------ Given passage ------

Only ingrates who know nothing about relationships think gratitude is about a craving for credit.

It’s as dumb as the belief that jealousy is thwarted lust for owning another person.

Young people know all kinds of new things, or at least know how to query ChatGPT, Claude or Gemini to generate some knowing — but I’ve met next to none who understand what a relationship is, or know how to move around in the world of relationship.

Metanoyance

I forgot my coinage “metannoying” until need brought it back to memory.

This magical word transforms something infuriating and alienating into something properly comical.

Metannoying is what happens to a soul when it experiences its first comprehensive conversion (metanoia) and it wakes up into the center of a new world as an all-intuiting sage and starts babbling crypic oracularity as if nobody has ever heard such profundity. “No, no! You’ve been saying things you don’t really understand. Hear me and heed my meaning well, for I am the knower of unsayable knowing, who can refill these words with my overflowing wisdom,” and so on and on and on.

Sadly I know this phenomenon inside-out from firsthand experience. I, myself, was the most metannoying person who ever lived for at least five years, until I toned it down with felt irony and humor. Then I became maybe second or third most metannoying person until… — I don’t know… – until I die, maybe? But competition is heating up. The youngsters have rediscovered mysticism, and they know All like only the freshest convert can. So if you’re a seeker of wisdom, go fetch your little golden wisdom cup and get ready to drink deep. Here comes the deluge.

------ Provided information ------

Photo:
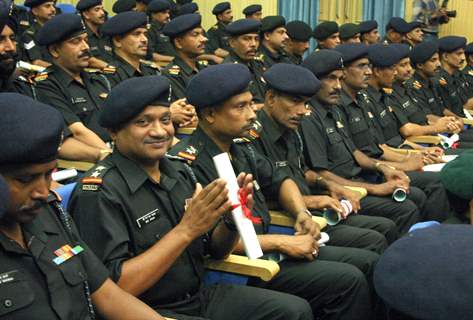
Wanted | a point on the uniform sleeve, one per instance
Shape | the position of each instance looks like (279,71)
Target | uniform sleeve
(102,226)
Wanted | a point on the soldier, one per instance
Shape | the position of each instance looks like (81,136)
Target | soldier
(47,271)
(225,113)
(153,224)
(297,44)
(369,32)
(218,39)
(93,15)
(350,33)
(273,40)
(130,44)
(327,35)
(329,151)
(42,11)
(253,11)
(77,92)
(244,42)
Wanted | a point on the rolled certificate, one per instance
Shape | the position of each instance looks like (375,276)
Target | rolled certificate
(244,225)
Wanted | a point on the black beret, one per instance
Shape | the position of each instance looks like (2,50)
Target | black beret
(325,29)
(252,9)
(124,22)
(188,8)
(130,97)
(61,27)
(398,24)
(423,52)
(243,26)
(451,43)
(299,31)
(31,131)
(352,51)
(292,79)
(221,7)
(367,26)
(158,6)
(427,274)
(457,176)
(182,24)
(216,84)
(349,30)
(87,4)
(383,55)
(324,61)
(34,3)
(269,23)
(4,197)
(123,6)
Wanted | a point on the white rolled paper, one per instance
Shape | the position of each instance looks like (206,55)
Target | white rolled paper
(244,225)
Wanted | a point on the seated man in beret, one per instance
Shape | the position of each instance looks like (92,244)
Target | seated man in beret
(327,35)
(153,223)
(369,32)
(42,11)
(78,93)
(297,44)
(51,272)
(93,15)
(350,33)
(273,40)
(329,150)
(244,42)
(218,38)
(289,88)
(328,277)
(253,11)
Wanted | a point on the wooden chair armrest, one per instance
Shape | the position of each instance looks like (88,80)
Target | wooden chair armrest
(363,192)
(263,269)
(283,219)
(78,165)
(425,139)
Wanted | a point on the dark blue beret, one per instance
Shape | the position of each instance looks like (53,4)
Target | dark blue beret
(243,26)
(457,176)
(383,55)
(189,8)
(31,131)
(158,6)
(4,197)
(423,52)
(299,31)
(130,97)
(182,24)
(398,24)
(367,26)
(323,62)
(123,5)
(124,22)
(325,29)
(427,274)
(216,84)
(451,43)
(349,30)
(269,23)
(61,27)
(469,48)
(252,9)
(34,3)
(292,79)
(221,7)
(352,51)
(87,4)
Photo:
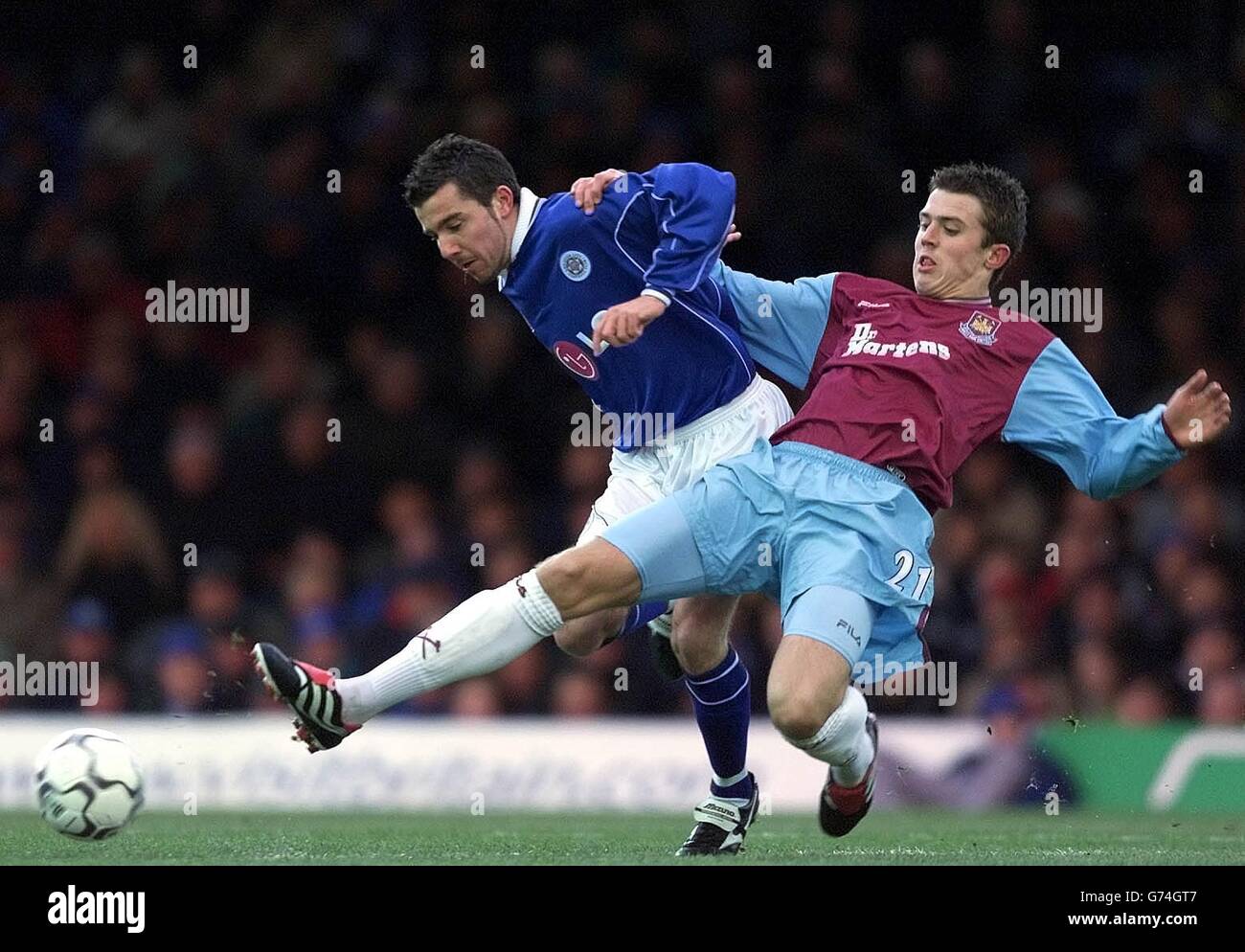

------

**Tasks to complete:**
1 - Name every AI tool mentioned in the passage about metannoying.
2 - Reproduce word for word the part of the passage about metannoying that opens with the words containing "Metannoying is what" and closes with "and on and on.".
3 - Carry on the passage about metannoying from its last sentence.
The rows have nothing to do with the passage about metannoying.

**Answers for each item:**
1 - ChatGPT, Claude, Gemini

2 -
Metannoying is what happens to a soul when it experiences its first comprehensive conversion (metanoia) and it wakes up into the center of a new world as an all-intuiting sage and starts babbling crypic oracularity as if nobody has ever heard such profundity. “No, no! You’ve been saying things you don’t really understand. Hear me and heed my meaning well, for I am the knower of unsayable knowing, who can refill these words with my overflowing wisdom,” and so on and on and on.

3 -
I estimate it will take cheerfully forbearing at least a generation and a half of metannoying youth to pay down my debt to the cosmos. But I think I’ll do as much of that forbearing from a distance. This is a slower route to solvency, but it is what I can afford.

Me being leftist

A job offer should include not only salary and benefits but a service-level agreement (SLA) guaranteeing conditions conducive to effective, rewarding work.

This is especially important for “labor of love” professions, which are typically lower paying.

For such professions, the instrinsic reward of the work is more than half of the value exchange that makes the work feel worth it..

These professions often attract “empathy workers”.

Empathy workers are typically terrible at negotiating decent salaries. A person seeking a good faith win-win will fare poorly facing off against a bad faith opponent seeking a win-lose.

But tragically, empathy workers are also terrible at resisting unreasonable demands and pressures that cheat them out of the non-money half of their value exchange. They are, by nature, agreeable, flexible and accommodating. and this makes them the perpetual path of least resistance for workaday psychos looking to stampede and climb over and crush whatever is between them and the top of whatever hill they trying to be king of.

So empathy workers end up with lower salaries and depressingly impossible work conditions that burn them out and make them even less able to push back on the assholes who mercilessly squeeze, exploit and immiserate them.

Seen, heard

A few times in my life I’ve met someone who hears what I say. They laugh at the humorous irony I lace into almost every sentence I utter. They feel the significance of what I am always trying to say. They might even be intrigued by some of it. My reaction is always shock and happy relief. Then I get in a big, bitter fight with them, because I can’t get along with the other kids.

Temperance

The essence of tradition is practice oriented by keen awareness that others have gone further than we have.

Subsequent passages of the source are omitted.